**Task requirements**
From the entries below, copy out unchanged every line from the one containing "like x=108, y=173." through the one containing "x=757, y=615", including both of those lines.

Dataset entries about object locations:
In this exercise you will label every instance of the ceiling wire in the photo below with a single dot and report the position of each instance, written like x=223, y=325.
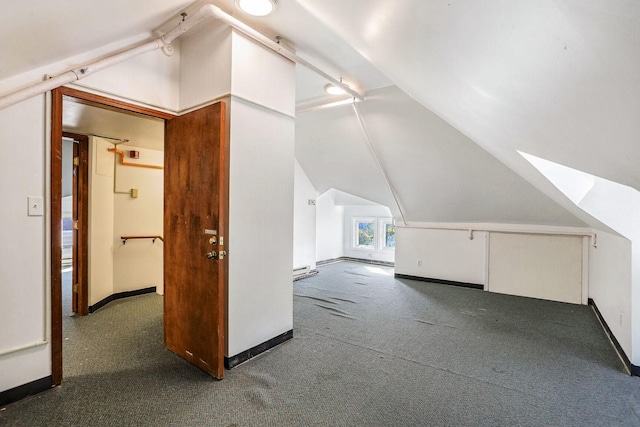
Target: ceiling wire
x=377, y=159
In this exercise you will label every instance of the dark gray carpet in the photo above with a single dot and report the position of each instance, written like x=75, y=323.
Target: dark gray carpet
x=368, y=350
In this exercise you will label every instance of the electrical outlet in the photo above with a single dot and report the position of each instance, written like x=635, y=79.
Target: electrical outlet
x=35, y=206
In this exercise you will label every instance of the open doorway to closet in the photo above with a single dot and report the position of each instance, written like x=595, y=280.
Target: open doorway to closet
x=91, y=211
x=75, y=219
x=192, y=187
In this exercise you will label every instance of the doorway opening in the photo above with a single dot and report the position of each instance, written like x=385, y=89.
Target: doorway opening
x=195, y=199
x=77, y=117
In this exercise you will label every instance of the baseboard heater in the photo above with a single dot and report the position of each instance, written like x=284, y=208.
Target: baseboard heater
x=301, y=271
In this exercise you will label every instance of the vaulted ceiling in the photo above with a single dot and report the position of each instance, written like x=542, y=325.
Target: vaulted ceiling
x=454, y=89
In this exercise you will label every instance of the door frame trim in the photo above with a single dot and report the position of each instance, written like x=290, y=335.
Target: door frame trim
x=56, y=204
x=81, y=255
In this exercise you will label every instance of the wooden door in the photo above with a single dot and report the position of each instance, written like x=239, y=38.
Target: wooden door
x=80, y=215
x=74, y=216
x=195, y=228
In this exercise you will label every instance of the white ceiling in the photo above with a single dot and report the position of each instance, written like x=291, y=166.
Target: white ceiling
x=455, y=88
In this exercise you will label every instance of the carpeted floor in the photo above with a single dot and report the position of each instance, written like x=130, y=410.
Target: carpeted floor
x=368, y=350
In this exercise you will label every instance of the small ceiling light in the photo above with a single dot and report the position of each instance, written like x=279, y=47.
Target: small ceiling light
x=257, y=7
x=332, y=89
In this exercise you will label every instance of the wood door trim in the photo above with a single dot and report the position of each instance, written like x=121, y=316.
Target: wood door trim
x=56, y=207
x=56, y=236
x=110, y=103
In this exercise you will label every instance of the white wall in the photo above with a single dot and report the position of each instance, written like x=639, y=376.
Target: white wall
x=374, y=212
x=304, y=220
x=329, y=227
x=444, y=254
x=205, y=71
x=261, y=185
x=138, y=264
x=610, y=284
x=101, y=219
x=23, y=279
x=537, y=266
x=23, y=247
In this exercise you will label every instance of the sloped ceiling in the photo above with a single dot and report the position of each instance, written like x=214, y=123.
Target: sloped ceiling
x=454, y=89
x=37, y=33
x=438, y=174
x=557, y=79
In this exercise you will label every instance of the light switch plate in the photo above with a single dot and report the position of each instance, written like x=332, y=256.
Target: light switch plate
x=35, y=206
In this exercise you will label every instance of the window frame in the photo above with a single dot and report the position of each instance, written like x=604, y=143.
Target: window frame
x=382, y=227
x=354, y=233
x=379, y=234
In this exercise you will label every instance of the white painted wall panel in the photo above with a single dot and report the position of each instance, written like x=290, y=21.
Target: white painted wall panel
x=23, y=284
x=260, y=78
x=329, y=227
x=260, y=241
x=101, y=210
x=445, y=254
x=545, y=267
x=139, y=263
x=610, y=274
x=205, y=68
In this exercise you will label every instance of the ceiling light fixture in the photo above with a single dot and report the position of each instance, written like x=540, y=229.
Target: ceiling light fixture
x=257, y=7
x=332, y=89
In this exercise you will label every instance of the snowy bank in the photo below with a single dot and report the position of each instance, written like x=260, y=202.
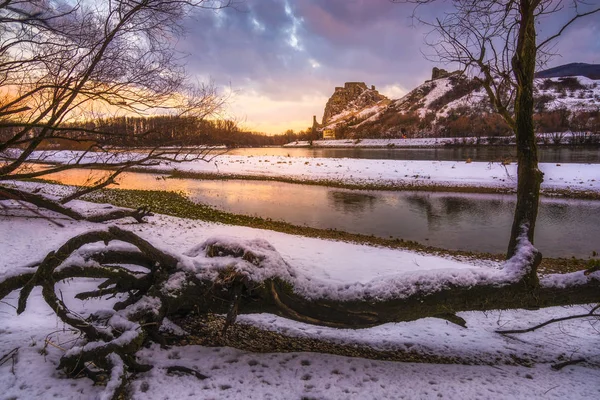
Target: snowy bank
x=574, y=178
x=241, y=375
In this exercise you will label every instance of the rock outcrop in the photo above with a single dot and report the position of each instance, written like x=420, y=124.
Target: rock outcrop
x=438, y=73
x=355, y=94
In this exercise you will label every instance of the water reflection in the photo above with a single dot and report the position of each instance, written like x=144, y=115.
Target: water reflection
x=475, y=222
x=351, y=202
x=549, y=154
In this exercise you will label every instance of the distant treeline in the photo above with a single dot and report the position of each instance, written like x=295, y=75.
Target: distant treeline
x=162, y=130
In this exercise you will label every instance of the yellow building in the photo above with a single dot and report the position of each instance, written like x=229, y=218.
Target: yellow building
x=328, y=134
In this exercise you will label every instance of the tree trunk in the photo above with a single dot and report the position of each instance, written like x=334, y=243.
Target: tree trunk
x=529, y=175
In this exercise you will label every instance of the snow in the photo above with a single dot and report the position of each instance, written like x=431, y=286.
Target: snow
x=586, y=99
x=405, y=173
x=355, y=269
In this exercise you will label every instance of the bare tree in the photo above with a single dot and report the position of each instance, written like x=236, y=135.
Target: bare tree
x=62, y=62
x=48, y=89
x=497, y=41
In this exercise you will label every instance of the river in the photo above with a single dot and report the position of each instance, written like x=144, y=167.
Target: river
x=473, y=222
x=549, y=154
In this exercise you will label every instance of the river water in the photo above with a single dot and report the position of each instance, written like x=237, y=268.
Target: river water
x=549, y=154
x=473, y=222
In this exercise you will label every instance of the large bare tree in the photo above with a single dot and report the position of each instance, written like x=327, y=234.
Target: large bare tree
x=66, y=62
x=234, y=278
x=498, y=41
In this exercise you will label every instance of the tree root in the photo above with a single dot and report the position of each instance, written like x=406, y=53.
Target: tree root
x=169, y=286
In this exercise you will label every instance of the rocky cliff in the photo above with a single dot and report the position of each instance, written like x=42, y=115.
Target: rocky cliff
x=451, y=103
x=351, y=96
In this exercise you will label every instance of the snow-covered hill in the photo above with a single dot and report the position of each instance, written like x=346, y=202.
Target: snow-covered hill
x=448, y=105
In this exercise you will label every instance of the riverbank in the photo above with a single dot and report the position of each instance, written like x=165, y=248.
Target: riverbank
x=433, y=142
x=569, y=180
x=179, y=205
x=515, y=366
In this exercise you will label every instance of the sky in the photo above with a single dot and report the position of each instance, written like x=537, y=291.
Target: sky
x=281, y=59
---
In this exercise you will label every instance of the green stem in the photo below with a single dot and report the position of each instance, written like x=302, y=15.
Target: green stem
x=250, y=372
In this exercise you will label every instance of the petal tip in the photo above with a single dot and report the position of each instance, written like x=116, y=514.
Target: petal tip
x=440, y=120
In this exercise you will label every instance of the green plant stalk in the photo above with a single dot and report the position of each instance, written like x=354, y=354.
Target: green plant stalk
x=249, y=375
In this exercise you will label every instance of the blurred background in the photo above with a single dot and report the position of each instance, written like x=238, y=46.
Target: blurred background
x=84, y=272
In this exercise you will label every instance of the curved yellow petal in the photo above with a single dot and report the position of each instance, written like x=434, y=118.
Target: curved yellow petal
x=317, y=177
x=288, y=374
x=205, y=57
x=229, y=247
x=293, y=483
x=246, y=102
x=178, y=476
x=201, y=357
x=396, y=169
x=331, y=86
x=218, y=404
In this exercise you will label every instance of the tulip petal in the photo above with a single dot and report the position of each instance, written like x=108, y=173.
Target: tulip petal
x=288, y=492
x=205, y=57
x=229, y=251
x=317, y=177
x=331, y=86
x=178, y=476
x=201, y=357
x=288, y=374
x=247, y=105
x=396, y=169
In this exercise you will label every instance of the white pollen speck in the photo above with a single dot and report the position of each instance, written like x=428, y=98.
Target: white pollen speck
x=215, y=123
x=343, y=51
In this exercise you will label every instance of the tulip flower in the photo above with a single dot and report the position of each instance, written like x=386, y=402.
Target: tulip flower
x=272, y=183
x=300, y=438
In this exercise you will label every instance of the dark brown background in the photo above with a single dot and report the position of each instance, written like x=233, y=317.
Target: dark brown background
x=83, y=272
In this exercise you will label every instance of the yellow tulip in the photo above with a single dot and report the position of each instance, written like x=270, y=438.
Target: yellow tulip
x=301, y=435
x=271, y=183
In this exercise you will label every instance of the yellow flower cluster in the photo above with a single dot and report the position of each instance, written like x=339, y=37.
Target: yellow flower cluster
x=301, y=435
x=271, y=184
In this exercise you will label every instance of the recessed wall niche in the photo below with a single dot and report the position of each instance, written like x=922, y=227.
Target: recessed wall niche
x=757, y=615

**Task answer**
In this exercise you will label every instance of the tulip petal in the photo above with a single dot and report the position of each instance, written like x=108, y=173.
Target: tulip petal
x=288, y=492
x=205, y=57
x=229, y=251
x=317, y=177
x=331, y=86
x=178, y=476
x=201, y=357
x=288, y=374
x=247, y=105
x=396, y=169
In this exercise you will label every instance of the white pollen speck in the photo above with a single dot and report the position of each instance, written like x=428, y=98.
Target: white pollen speck
x=215, y=123
x=343, y=51
In this exercise you will label every instance of the tulip flower in the photo above with a single dot and report the position of each instance, written like x=386, y=402.
Target: tulip flower
x=272, y=183
x=300, y=438
In this exercise you will label every instance of the dark brown background in the photo above with a single dot and report the position of each instance, written like x=233, y=317.
Target: dark brown background
x=83, y=272
In this exercise you will label every instance of the yellow tulip in the photo above with a single dot and report the position of each instance, written like x=270, y=438.
Target: yellow tulip
x=301, y=435
x=271, y=183
In this exercise you will label every instance of the yellow flower cluster in the photo above with a single dot and report the position of each instance, written like x=339, y=37.
Target: yellow flower cluster
x=301, y=435
x=271, y=184
In this exercise you will label every instance of the recessed wall niche in the photo below with a single dot and report the position of each instance, written like x=922, y=227.
Target: recessed wall niche
x=757, y=615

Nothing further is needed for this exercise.